-- START The data --

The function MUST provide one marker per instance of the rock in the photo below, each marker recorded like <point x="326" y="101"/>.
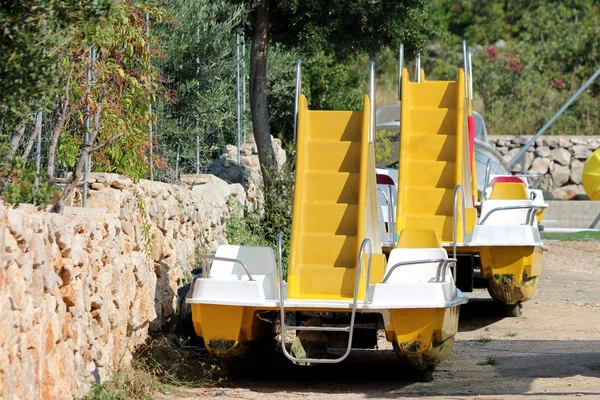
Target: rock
<point x="593" y="144"/>
<point x="561" y="156"/>
<point x="576" y="171"/>
<point x="581" y="152"/>
<point x="231" y="151"/>
<point x="527" y="159"/>
<point x="121" y="183"/>
<point x="552" y="142"/>
<point x="250" y="161"/>
<point x="542" y="151"/>
<point x="568" y="192"/>
<point x="217" y="191"/>
<point x="564" y="142"/>
<point x="68" y="295"/>
<point x="560" y="175"/>
<point x="539" y="166"/>
<point x="248" y="149"/>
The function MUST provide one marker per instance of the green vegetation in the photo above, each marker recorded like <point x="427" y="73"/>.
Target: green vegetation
<point x="528" y="60"/>
<point x="164" y="364"/>
<point x="260" y="227"/>
<point x="572" y="236"/>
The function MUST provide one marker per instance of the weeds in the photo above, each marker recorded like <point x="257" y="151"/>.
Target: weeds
<point x="260" y="227"/>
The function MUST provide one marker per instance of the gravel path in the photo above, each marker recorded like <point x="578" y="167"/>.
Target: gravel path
<point x="551" y="352"/>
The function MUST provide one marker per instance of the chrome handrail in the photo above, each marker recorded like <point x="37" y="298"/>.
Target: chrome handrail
<point x="297" y="96"/>
<point x="464" y="221"/>
<point x="440" y="270"/>
<point x="349" y="328"/>
<point x="233" y="260"/>
<point x="389" y="200"/>
<point x="361" y="251"/>
<point x="466" y="68"/>
<point x="400" y="65"/>
<point x="486" y="182"/>
<point x="470" y="53"/>
<point x="530" y="213"/>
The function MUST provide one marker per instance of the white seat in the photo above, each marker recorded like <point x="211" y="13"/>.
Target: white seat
<point x="505" y="217"/>
<point x="415" y="273"/>
<point x="260" y="261"/>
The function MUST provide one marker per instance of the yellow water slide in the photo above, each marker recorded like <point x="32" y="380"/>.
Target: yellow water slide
<point x="591" y="176"/>
<point x="335" y="207"/>
<point x="434" y="157"/>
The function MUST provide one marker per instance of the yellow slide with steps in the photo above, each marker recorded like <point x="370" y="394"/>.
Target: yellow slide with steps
<point x="434" y="157"/>
<point x="335" y="207"/>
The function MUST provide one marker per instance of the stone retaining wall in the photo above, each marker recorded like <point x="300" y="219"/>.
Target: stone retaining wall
<point x="559" y="158"/>
<point x="78" y="292"/>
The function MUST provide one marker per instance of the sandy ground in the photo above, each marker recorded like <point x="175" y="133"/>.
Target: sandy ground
<point x="551" y="352"/>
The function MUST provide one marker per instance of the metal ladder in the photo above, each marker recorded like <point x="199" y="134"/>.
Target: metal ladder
<point x="349" y="328"/>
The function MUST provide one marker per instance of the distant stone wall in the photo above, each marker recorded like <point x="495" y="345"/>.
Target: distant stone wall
<point x="78" y="292"/>
<point x="559" y="158"/>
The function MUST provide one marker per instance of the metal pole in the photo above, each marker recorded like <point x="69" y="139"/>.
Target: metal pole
<point x="88" y="88"/>
<point x="177" y="164"/>
<point x="297" y="96"/>
<point x="554" y="117"/>
<point x="400" y="64"/>
<point x="466" y="68"/>
<point x="372" y="96"/>
<point x="150" y="104"/>
<point x="471" y="73"/>
<point x="197" y="154"/>
<point x="38" y="146"/>
<point x="238" y="100"/>
<point x="243" y="87"/>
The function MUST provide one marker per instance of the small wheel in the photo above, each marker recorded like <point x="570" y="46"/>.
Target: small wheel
<point x="513" y="310"/>
<point x="425" y="375"/>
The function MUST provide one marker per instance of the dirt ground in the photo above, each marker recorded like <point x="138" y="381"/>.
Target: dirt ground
<point x="551" y="352"/>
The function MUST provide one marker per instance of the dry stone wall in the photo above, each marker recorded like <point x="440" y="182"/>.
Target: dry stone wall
<point x="78" y="292"/>
<point x="559" y="158"/>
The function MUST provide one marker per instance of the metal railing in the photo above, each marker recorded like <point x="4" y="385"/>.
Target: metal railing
<point x="440" y="275"/>
<point x="466" y="68"/>
<point x="532" y="210"/>
<point x="400" y="65"/>
<point x="297" y="96"/>
<point x="372" y="98"/>
<point x="349" y="329"/>
<point x="464" y="223"/>
<point x="389" y="199"/>
<point x="206" y="272"/>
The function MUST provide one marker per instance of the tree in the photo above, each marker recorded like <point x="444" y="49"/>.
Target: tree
<point x="342" y="29"/>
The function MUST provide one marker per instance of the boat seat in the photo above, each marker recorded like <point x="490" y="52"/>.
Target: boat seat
<point x="260" y="261"/>
<point x="508" y="188"/>
<point x="505" y="217"/>
<point x="415" y="245"/>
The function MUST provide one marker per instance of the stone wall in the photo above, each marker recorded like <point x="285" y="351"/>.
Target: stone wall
<point x="78" y="292"/>
<point x="559" y="158"/>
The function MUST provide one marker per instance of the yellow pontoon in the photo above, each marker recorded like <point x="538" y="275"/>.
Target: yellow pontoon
<point x="340" y="287"/>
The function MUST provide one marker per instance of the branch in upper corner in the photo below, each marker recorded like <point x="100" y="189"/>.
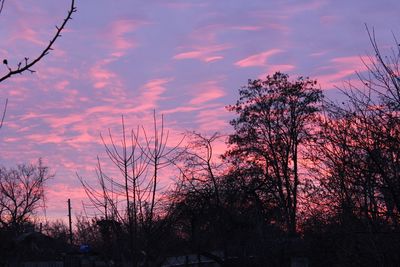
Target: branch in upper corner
<point x="4" y="114"/>
<point x="26" y="65"/>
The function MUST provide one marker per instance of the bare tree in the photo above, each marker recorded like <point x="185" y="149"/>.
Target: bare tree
<point x="274" y="120"/>
<point x="131" y="199"/>
<point x="22" y="192"/>
<point x="26" y="64"/>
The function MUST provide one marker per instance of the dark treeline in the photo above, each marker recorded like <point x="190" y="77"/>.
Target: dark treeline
<point x="302" y="177"/>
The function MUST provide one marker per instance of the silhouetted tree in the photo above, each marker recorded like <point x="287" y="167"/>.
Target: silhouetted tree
<point x="139" y="160"/>
<point x="274" y="120"/>
<point x="21" y="193"/>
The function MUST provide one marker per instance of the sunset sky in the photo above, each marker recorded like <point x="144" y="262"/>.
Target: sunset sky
<point x="186" y="59"/>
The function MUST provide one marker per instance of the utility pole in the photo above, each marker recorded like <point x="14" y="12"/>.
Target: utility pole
<point x="70" y="221"/>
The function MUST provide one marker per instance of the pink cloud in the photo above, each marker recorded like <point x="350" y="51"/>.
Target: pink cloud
<point x="341" y="68"/>
<point x="209" y="91"/>
<point x="257" y="60"/>
<point x="247" y="28"/>
<point x="204" y="53"/>
<point x="118" y="33"/>
<point x="152" y="91"/>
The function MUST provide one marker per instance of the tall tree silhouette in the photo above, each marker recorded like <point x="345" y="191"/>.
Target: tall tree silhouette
<point x="274" y="120"/>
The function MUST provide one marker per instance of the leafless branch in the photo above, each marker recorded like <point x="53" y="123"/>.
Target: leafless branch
<point x="25" y="64"/>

-- END The data --

## Exercise
Convert every line of the records above into a Markdown table with the columns "Row" and "Line". Number the rows in order, skip blank lines, and leave out the pictures.

## Answer to the task
| Row | Line |
|---|---|
| 1 | The function MUST provide one marker per instance of the rock in the photo below, each marker recorded like <point x="326" y="101"/>. |
| 2 | Target: rock |
| 3 | <point x="593" y="144"/> |
| 4 | <point x="561" y="156"/> |
| 5 | <point x="576" y="171"/> |
| 6 | <point x="581" y="152"/> |
| 7 | <point x="231" y="151"/> |
| 8 | <point x="527" y="159"/> |
| 9 | <point x="121" y="183"/> |
| 10 | <point x="552" y="142"/> |
| 11 | <point x="250" y="161"/> |
| 12 | <point x="542" y="151"/> |
| 13 | <point x="568" y="192"/> |
| 14 | <point x="217" y="191"/> |
| 15 | <point x="564" y="142"/> |
| 16 | <point x="68" y="295"/> |
| 17 | <point x="560" y="175"/> |
| 18 | <point x="539" y="166"/> |
| 19 | <point x="248" y="149"/> |
| 20 | The function MUST provide one marker per instance of the green vegetation in the photo above, each marker recorded like <point x="427" y="73"/>. |
| 21 | Target: green vegetation |
| 22 | <point x="528" y="60"/> |
| 23 | <point x="164" y="364"/> |
| 24 | <point x="260" y="227"/> |
| 25 | <point x="572" y="236"/> |
| 26 | The function MUST provide one marker per instance of the weeds in the photo above, each marker recorded like <point x="257" y="151"/>. |
| 27 | Target: weeds |
| 28 | <point x="260" y="227"/> |
| 29 | The function MUST provide one marker per instance of the gravel path in the photo above, each marker recorded like <point x="578" y="167"/>. |
| 30 | Target: gravel path |
| 31 | <point x="551" y="352"/> |
| 32 | The function MUST provide one marker per instance of the chrome handrail in the photo above, each marker recorded like <point x="37" y="298"/>. |
| 33 | Target: chrome handrail |
| 34 | <point x="297" y="96"/> |
| 35 | <point x="464" y="221"/> |
| 36 | <point x="440" y="270"/> |
| 37 | <point x="349" y="328"/> |
| 38 | <point x="233" y="260"/> |
| 39 | <point x="389" y="200"/> |
| 40 | <point x="361" y="251"/> |
| 41 | <point x="466" y="68"/> |
| 42 | <point x="400" y="65"/> |
| 43 | <point x="486" y="182"/> |
| 44 | <point x="470" y="53"/> |
| 45 | <point x="530" y="213"/> |
| 46 | The function MUST provide one marker per instance of the white seat in the photo above, each marker recorded like <point x="211" y="13"/>. |
| 47 | Target: white seat |
| 48 | <point x="505" y="217"/> |
| 49 | <point x="415" y="273"/> |
| 50 | <point x="260" y="261"/> |
| 51 | The function MUST provide one marker per instance of the yellow water slide in the photo above, each marker recorded like <point x="32" y="380"/>. |
| 52 | Target: yellow water slide |
| 53 | <point x="591" y="176"/> |
| 54 | <point x="335" y="207"/> |
| 55 | <point x="434" y="157"/> |
| 56 | The function MUST provide one marker per instance of the yellow slide with steps in the photo above, each marker recorded like <point x="370" y="394"/>. |
| 57 | Target: yellow slide with steps |
| 58 | <point x="434" y="157"/> |
| 59 | <point x="335" y="207"/> |
| 60 | The function MUST provide one marker per instance of the stone retaining wall in the photo above, each marker recorded like <point x="300" y="219"/>. |
| 61 | Target: stone retaining wall |
| 62 | <point x="559" y="158"/> |
| 63 | <point x="78" y="292"/> |
| 64 | The function MUST provide one marker per instance of the sandy ground in the photo above, each marker recorded like <point x="175" y="133"/>. |
| 65 | Target: sandy ground |
| 66 | <point x="551" y="352"/> |
| 67 | The function MUST provide one marker per instance of the metal ladder in the photo above, each marker recorded like <point x="199" y="134"/>. |
| 68 | Target: metal ladder |
| 69 | <point x="349" y="328"/> |
| 70 | The function MUST provide one marker per instance of the distant stone wall in the photo above, each marker recorded like <point x="495" y="345"/>. |
| 71 | Target: distant stone wall |
| 72 | <point x="78" y="292"/> |
| 73 | <point x="559" y="158"/> |
| 74 | The function MUST provide one marker per instance of the metal pole in the photo above, each marker recorded like <point x="69" y="139"/>. |
| 75 | Target: metal pole |
| 76 | <point x="88" y="88"/> |
| 77 | <point x="177" y="164"/> |
| 78 | <point x="297" y="96"/> |
| 79 | <point x="554" y="117"/> |
| 80 | <point x="400" y="64"/> |
| 81 | <point x="466" y="68"/> |
| 82 | <point x="372" y="96"/> |
| 83 | <point x="150" y="104"/> |
| 84 | <point x="471" y="73"/> |
| 85 | <point x="197" y="154"/> |
| 86 | <point x="38" y="146"/> |
| 87 | <point x="238" y="100"/> |
| 88 | <point x="243" y="87"/> |
| 89 | The function MUST provide one marker per instance of the small wheel in the photo above, each marker recorded like <point x="570" y="46"/>. |
| 90 | Target: small wheel |
| 91 | <point x="513" y="310"/> |
| 92 | <point x="425" y="375"/> |
| 93 | The function MUST provide one marker per instance of the dirt ground in the photo above, each marker recorded like <point x="138" y="381"/>. |
| 94 | Target: dirt ground |
| 95 | <point x="551" y="352"/> |
| 96 | The function MUST provide one marker per instance of the dry stone wall in the photo above, each marker recorded like <point x="440" y="182"/>. |
| 97 | Target: dry stone wall |
| 98 | <point x="78" y="292"/> |
| 99 | <point x="559" y="158"/> |
| 100 | The function MUST provide one marker per instance of the metal railing in the photo above, each marker recorded like <point x="4" y="385"/>. |
| 101 | Target: metal railing |
| 102 | <point x="440" y="275"/> |
| 103 | <point x="466" y="68"/> |
| 104 | <point x="532" y="210"/> |
| 105 | <point x="400" y="65"/> |
| 106 | <point x="297" y="96"/> |
| 107 | <point x="372" y="98"/> |
| 108 | <point x="349" y="329"/> |
| 109 | <point x="464" y="223"/> |
| 110 | <point x="389" y="199"/> |
| 111 | <point x="206" y="272"/> |
| 112 | The function MUST provide one marker per instance of the tree in the photo above, each marker recorded like <point x="444" y="49"/>. |
| 113 | Target: tree |
| 114 | <point x="342" y="29"/> |
| 115 | The function MUST provide one marker per instance of the boat seat in the photo above, each marker recorded like <point x="490" y="52"/>. |
| 116 | Target: boat seat |
| 117 | <point x="260" y="261"/> |
| 118 | <point x="508" y="188"/> |
| 119 | <point x="505" y="217"/> |
| 120 | <point x="415" y="245"/> |
| 121 | The function MUST provide one marker per instance of the stone wall in the photo above, each marker recorded like <point x="285" y="351"/>. |
| 122 | Target: stone wall |
| 123 | <point x="78" y="292"/> |
| 124 | <point x="559" y="158"/> |
| 125 | The function MUST provide one marker per instance of the yellow pontoon in the photo above, each marker recorded like <point x="538" y="275"/>. |
| 126 | Target: yellow pontoon |
| 127 | <point x="340" y="287"/> |
| 128 | The function MUST provide one marker per instance of the branch in upper corner in the photo below, each marker recorded like <point x="100" y="189"/>. |
| 129 | Target: branch in upper corner |
| 130 | <point x="4" y="114"/> |
| 131 | <point x="26" y="65"/> |
| 132 | The function MUST provide one marker per instance of the bare tree in the photo above, each marker recorded like <point x="185" y="149"/>. |
| 133 | Target: bare tree |
| 134 | <point x="274" y="120"/> |
| 135 | <point x="131" y="199"/> |
| 136 | <point x="22" y="192"/> |
| 137 | <point x="26" y="64"/> |
| 138 | The function MUST provide one marker per instance of the dark treeline in the photo above, each marker recorded like <point x="190" y="77"/>. |
| 139 | Target: dark treeline |
| 140 | <point x="302" y="177"/> |
| 141 | The function MUST provide one marker per instance of the silhouetted tree in the photo above, each marker recorded like <point x="287" y="167"/>. |
| 142 | Target: silhouetted tree |
| 143 | <point x="139" y="160"/> |
| 144 | <point x="274" y="120"/> |
| 145 | <point x="21" y="193"/> |
| 146 | The function MUST provide one marker per instance of the sunset sky in the photo above, each marker recorded like <point x="144" y="262"/>. |
| 147 | Target: sunset sky |
| 148 | <point x="186" y="59"/> |
| 149 | The function MUST provide one marker per instance of the utility pole in the photo above, each marker recorded like <point x="14" y="12"/>. |
| 150 | Target: utility pole |
| 151 | <point x="70" y="221"/> |
| 152 | The function MUST provide one marker per instance of the pink cloud in the photo above, each marker recorded like <point x="350" y="51"/>. |
| 153 | Target: pink cloud |
| 154 | <point x="341" y="68"/> |
| 155 | <point x="209" y="91"/> |
| 156 | <point x="257" y="60"/> |
| 157 | <point x="247" y="28"/> |
| 158 | <point x="204" y="53"/> |
| 159 | <point x="118" y="33"/> |
| 160 | <point x="152" y="91"/> |
| 161 | The function MUST provide one marker per instance of the tall tree silhouette in the photo above, each marker recorded like <point x="345" y="191"/>. |
| 162 | Target: tall tree silhouette |
| 163 | <point x="274" y="120"/> |
| 164 | The function MUST provide one marker per instance of the leafless branch in the photo above, each marker recorded like <point x="53" y="123"/>. |
| 165 | Target: leafless branch |
| 166 | <point x="25" y="64"/> |